# [What you will do]
Would you please output, word for word, the span of the listing below that opens on the line containing "Which pixel sits on the pink knitted" and closes on the line containing "Which pixel sits on the white fuzz"? Include both ends and nothing more.

# [Recorded data]

....................

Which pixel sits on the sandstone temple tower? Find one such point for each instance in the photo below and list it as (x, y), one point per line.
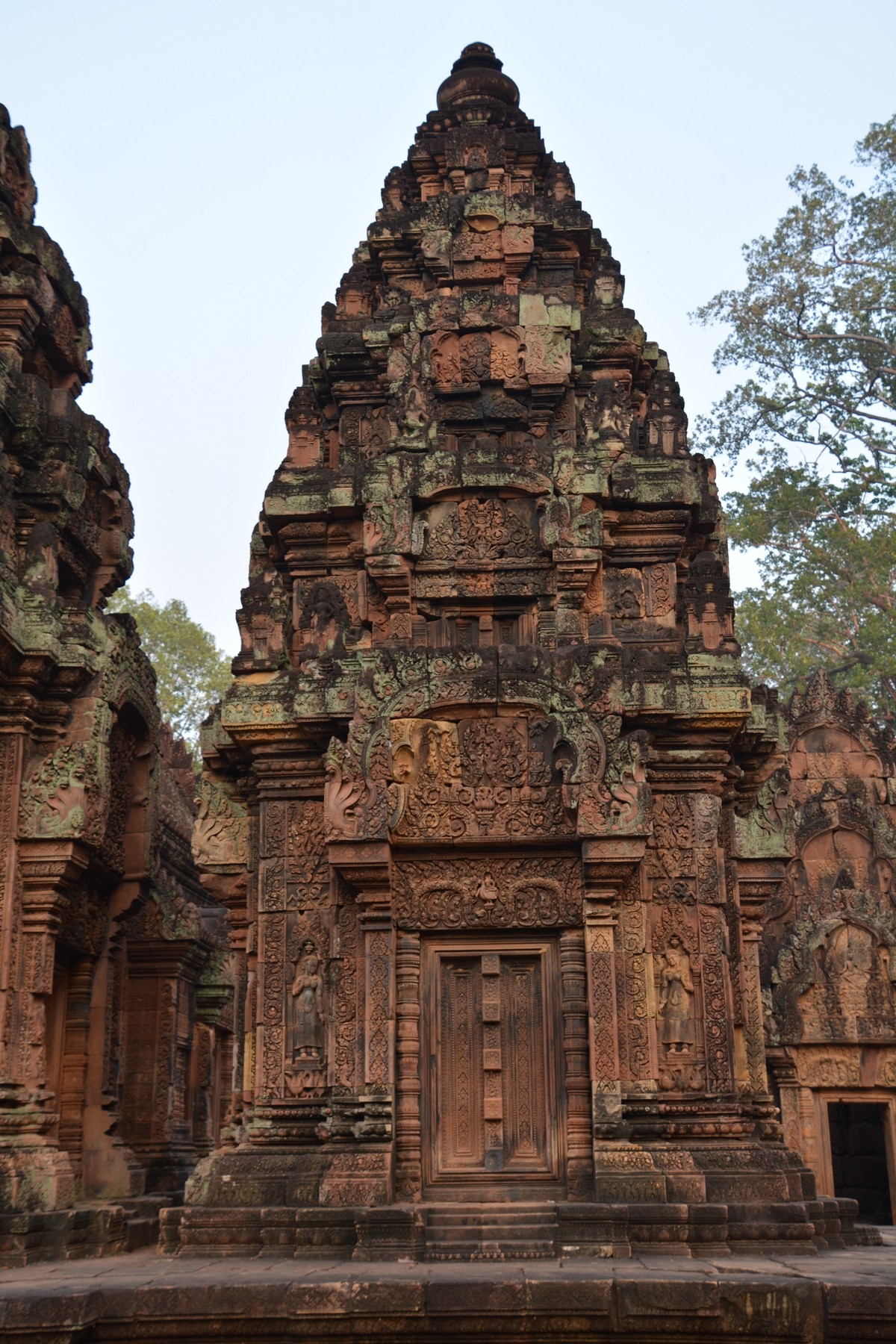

....................

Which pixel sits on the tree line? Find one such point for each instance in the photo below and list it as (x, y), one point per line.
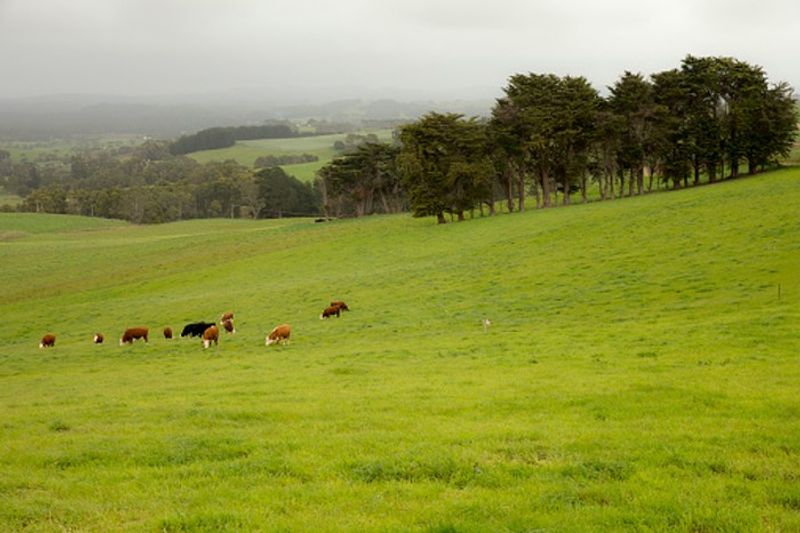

....................

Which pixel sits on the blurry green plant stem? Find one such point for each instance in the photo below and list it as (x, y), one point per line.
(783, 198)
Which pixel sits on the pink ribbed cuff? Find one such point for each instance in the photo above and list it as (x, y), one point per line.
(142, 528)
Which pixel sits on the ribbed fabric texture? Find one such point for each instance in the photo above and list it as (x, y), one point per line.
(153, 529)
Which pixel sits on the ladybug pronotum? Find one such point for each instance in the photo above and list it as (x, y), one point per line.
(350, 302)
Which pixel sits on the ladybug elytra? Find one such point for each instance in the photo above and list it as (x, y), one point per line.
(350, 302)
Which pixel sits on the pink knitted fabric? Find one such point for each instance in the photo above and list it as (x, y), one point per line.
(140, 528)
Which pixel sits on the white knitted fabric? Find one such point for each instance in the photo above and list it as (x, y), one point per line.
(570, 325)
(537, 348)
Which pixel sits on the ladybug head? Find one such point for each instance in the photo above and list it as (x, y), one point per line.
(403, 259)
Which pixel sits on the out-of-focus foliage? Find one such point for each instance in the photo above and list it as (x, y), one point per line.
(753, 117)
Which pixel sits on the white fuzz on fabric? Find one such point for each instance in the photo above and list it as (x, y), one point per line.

....................

# [Output for this exercise]
Which pixel sits on the pink knitted fabric? Find one such point for each instance in the photo above and list it as (x, y), one point per line.
(140, 528)
Which pixel sits on the white knitted fabric? Find one such point for each instance in the photo above and list it as (x, y), one point per line.
(570, 325)
(537, 348)
Which pixel sits on the ladybug head? Find one such point for each instance in the photo above and list it as (x, y), one point per line.
(403, 259)
Which pixel sits on the out-of-focus foliage? Find one such point for each instance in the photo above and list it as (x, y), one point per line.
(753, 117)
Which pixel sits on the white fuzz on fabric? Find one such point for each instance in the photo above and list it as (x, y), one point per line.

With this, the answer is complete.